__Your assignment__: The answer must be the complete listing, reproduced exactly.
Content starts
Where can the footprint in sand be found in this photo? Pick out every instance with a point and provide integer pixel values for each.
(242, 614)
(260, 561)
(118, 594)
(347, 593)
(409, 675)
Content ends
__Exercise response__:
Where can the footprint in sand be found in this photo? Pick out every instance with a point and provide integer pixel values for each.
(242, 614)
(260, 561)
(118, 594)
(347, 593)
(409, 675)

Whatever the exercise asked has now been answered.